Required action
Begin at the line below that has "the spider in" and stop after the line that has "of the striped". Please restate only those lines, word for word.

Stored items
────────
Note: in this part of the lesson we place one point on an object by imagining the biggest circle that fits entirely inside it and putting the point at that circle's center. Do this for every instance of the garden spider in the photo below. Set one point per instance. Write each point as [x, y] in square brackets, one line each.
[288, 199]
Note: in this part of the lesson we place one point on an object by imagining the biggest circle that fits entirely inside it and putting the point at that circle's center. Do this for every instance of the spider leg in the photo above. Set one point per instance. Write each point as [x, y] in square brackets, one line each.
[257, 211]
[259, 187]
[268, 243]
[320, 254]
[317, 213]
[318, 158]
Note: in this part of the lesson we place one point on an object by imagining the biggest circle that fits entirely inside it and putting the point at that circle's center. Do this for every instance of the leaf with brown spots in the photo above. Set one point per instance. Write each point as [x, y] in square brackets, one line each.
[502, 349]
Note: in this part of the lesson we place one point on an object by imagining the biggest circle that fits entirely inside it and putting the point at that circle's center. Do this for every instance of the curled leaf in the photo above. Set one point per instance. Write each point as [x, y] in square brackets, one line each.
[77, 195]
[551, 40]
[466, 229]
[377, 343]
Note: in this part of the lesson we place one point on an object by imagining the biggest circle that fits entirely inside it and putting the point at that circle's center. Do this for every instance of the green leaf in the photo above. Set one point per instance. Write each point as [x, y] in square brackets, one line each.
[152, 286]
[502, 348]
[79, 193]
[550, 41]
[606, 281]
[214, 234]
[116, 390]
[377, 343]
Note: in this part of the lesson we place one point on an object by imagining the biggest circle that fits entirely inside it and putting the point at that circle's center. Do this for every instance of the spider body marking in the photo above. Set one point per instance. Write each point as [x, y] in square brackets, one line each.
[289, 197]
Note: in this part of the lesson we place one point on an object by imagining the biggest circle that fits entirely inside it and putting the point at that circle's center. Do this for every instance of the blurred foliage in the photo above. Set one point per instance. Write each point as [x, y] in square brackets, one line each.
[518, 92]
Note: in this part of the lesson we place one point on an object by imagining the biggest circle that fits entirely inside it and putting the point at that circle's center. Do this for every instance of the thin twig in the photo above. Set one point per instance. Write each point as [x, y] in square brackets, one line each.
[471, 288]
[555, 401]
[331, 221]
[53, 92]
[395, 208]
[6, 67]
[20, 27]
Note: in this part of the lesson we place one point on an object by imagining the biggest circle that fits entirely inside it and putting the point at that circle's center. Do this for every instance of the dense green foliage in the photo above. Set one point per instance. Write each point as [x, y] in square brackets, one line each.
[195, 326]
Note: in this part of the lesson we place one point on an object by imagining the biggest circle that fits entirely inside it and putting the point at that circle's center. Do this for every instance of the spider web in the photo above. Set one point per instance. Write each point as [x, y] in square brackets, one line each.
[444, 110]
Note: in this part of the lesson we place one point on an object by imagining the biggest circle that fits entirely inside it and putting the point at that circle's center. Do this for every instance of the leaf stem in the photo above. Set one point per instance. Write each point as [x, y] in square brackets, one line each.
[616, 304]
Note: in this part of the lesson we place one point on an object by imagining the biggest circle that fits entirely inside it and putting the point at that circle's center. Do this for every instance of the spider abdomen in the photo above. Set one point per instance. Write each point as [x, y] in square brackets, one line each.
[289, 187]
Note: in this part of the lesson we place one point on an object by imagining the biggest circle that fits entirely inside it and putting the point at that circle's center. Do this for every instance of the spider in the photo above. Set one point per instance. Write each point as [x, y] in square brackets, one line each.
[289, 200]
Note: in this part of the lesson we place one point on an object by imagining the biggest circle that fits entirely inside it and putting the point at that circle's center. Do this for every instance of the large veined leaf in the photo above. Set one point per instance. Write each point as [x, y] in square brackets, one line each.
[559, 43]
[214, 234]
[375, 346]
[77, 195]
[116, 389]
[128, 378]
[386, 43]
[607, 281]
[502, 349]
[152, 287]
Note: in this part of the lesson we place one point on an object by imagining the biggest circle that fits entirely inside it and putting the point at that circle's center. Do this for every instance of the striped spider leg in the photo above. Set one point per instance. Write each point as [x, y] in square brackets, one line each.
────────
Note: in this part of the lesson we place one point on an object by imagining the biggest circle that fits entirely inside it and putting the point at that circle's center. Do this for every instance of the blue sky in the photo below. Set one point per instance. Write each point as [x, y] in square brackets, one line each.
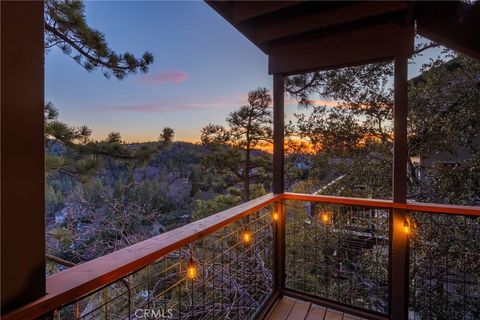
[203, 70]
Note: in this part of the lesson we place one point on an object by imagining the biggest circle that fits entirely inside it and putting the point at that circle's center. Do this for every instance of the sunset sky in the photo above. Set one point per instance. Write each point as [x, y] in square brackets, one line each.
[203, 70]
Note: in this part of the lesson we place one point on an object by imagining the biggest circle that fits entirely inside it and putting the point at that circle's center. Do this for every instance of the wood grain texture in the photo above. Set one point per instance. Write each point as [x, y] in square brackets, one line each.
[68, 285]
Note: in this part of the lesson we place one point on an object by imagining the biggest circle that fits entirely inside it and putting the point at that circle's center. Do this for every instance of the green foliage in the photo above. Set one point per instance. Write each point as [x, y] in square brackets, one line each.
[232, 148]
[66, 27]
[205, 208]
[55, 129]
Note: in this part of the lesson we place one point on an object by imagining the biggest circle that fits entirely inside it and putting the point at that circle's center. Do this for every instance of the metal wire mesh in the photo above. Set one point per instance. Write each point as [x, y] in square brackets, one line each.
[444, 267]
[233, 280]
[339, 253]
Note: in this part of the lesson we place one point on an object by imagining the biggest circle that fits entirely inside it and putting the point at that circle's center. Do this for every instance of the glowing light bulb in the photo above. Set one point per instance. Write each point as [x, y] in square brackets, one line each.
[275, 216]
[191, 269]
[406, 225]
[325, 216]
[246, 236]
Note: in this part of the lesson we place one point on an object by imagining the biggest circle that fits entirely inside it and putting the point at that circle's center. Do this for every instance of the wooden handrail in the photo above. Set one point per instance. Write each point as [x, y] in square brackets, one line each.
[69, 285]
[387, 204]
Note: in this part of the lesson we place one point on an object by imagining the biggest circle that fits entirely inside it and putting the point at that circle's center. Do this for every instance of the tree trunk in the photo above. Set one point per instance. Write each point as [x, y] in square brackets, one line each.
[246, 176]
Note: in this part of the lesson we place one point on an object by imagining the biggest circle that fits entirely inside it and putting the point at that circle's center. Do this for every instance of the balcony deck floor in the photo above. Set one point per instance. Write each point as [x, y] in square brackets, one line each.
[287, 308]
────────
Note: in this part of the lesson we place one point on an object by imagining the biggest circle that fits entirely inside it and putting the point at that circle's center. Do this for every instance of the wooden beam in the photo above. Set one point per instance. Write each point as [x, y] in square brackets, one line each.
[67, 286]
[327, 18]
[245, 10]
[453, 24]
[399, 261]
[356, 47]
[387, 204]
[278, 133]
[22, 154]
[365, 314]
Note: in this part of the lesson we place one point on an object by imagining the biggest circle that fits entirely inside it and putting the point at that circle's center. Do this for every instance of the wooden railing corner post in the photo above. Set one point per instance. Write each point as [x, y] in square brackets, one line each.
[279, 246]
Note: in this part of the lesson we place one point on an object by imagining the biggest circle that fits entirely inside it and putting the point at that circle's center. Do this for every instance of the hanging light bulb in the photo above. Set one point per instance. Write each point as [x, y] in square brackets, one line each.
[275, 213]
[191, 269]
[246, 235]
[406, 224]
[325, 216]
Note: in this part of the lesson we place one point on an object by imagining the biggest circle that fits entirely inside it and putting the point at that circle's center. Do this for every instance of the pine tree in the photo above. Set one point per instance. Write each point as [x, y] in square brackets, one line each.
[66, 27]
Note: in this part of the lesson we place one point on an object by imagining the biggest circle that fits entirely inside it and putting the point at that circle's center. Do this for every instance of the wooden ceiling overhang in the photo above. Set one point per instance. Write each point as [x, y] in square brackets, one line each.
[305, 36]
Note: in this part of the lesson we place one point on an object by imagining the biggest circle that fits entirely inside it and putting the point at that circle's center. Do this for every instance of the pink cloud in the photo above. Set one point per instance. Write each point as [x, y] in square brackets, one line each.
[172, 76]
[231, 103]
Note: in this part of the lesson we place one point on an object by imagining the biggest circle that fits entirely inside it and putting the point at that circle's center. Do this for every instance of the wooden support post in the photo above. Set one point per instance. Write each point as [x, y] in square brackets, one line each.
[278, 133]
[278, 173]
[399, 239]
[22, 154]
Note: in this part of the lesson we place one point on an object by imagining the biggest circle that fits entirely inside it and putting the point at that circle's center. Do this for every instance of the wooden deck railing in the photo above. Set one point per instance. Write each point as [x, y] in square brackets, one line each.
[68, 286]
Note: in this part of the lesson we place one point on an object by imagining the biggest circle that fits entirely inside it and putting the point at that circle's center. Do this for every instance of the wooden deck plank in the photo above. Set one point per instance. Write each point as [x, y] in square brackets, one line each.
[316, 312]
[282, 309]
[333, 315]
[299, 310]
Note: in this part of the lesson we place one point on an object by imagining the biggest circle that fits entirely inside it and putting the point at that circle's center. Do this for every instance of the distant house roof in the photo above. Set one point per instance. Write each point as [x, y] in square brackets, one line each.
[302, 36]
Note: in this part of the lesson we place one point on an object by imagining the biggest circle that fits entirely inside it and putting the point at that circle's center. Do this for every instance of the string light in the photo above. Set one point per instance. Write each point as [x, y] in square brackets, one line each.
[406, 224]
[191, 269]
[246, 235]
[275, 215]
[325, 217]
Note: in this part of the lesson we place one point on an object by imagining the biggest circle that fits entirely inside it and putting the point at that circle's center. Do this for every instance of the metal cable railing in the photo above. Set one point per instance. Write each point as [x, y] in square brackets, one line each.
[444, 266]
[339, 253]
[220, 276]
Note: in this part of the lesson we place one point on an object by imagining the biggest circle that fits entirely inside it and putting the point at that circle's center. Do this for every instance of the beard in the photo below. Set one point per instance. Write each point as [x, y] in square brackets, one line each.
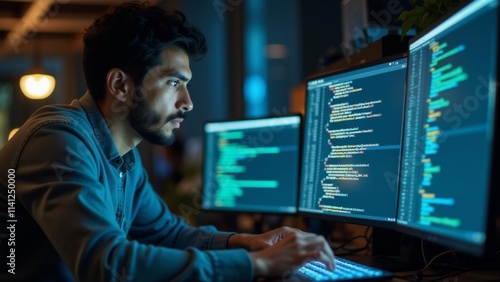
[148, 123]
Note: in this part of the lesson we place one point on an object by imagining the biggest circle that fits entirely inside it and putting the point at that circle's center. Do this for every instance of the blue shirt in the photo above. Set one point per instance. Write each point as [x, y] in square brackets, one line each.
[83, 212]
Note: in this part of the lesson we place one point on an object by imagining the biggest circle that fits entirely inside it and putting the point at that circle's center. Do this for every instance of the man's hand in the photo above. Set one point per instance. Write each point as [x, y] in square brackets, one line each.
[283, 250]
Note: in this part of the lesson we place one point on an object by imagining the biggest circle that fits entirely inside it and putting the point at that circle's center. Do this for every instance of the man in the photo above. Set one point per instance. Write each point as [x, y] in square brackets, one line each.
────────
Written answer
Note: in this part of the lesson we place one point on an object by imagining the biggest circle that fits entirely inside it and putting the point at that circle's center. Do this for every instance of the spider in the photo above. Set one point per instance. Write each point as [x, y] in square brackets, one line each.
[289, 200]
Note: in this part of the lesson we place one point on an object by imagining the biggest circle that fits entirely inside it and putting the point at that circle's center. Do this for every instance of the large veined leaf in the photo above. Set one point per instance. Write each point as [x, y] in square brackets, one line each.
[559, 43]
[214, 234]
[375, 346]
[77, 195]
[116, 389]
[128, 378]
[386, 43]
[607, 281]
[502, 349]
[152, 287]
Note: in this part of the lesson we place one point on an object by imagining the biggest circle that fits entirely inside it and putting the point at that circle's center. Do this for every instance of the striped spider leg in the photo above. Set one point per instance. Write each point as [x, y] in square brackets, one line each.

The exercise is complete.